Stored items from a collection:
# # # #
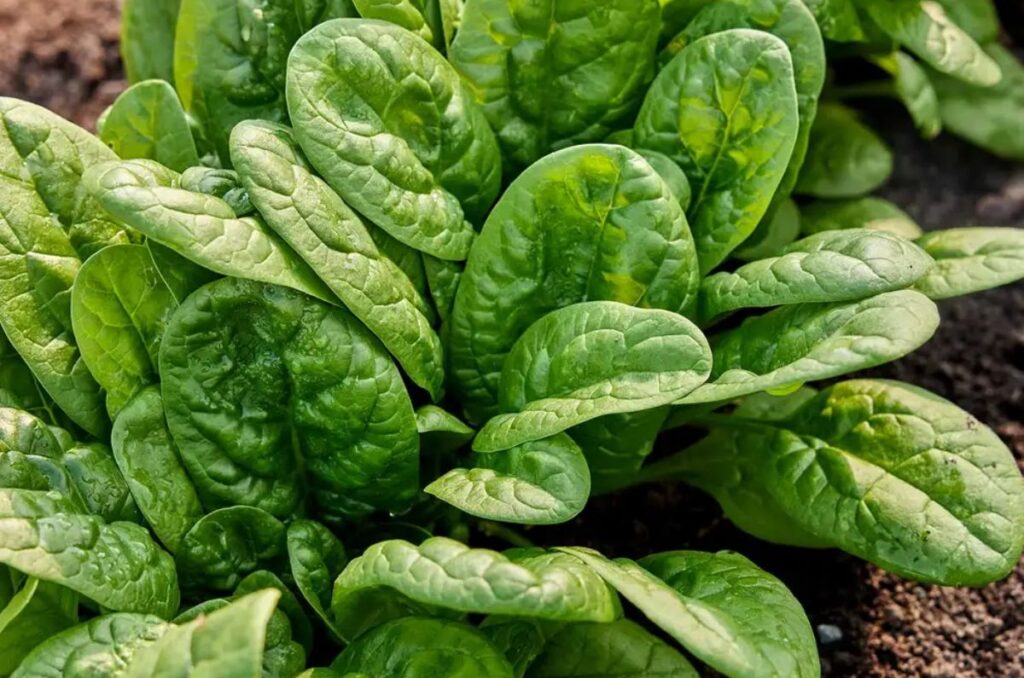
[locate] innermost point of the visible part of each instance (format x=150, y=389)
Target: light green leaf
x=810, y=342
x=725, y=110
x=545, y=481
x=420, y=160
x=332, y=239
x=971, y=260
x=591, y=359
x=834, y=265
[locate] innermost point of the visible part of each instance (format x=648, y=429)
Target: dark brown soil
x=62, y=53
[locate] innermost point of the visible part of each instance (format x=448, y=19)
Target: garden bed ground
x=64, y=54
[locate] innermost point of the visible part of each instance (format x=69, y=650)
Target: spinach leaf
x=925, y=29
x=551, y=74
x=870, y=213
x=725, y=110
x=414, y=646
x=971, y=260
x=809, y=342
x=889, y=472
x=988, y=117
x=152, y=466
x=388, y=124
x=116, y=564
x=203, y=228
x=322, y=229
x=119, y=310
x=591, y=222
x=146, y=121
x=101, y=646
x=256, y=377
x=619, y=649
x=834, y=265
x=315, y=557
x=449, y=575
x=590, y=359
x=545, y=481
x=793, y=23
x=147, y=38
x=845, y=159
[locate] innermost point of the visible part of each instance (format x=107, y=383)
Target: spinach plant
x=344, y=285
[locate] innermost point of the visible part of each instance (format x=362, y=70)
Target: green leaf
# # # #
- Task description -
Copy the records word for word, beginning at the line containing "(format x=448, y=19)" and continuing through the end of the records.

- Final result -
[locate] innermost point of the visible part of each instance (format x=448, y=19)
Target: garden bed ground
x=64, y=54
[locate] innermost point of the visible part of each instance (format x=69, y=650)
Target: spinach leaf
x=925, y=29
x=551, y=74
x=870, y=213
x=725, y=110
x=414, y=646
x=971, y=260
x=809, y=342
x=889, y=472
x=988, y=117
x=152, y=466
x=388, y=124
x=116, y=564
x=203, y=228
x=322, y=229
x=119, y=310
x=591, y=222
x=146, y=121
x=101, y=646
x=256, y=377
x=619, y=649
x=834, y=265
x=315, y=557
x=449, y=575
x=590, y=359
x=545, y=481
x=793, y=23
x=147, y=38
x=845, y=159
[locate] innermost point of the visible part of each instance (format x=107, y=383)
Target: spinach plant
x=344, y=285
[locate] innermost point of the visible part of each instance (format x=362, y=70)
Target: green leaf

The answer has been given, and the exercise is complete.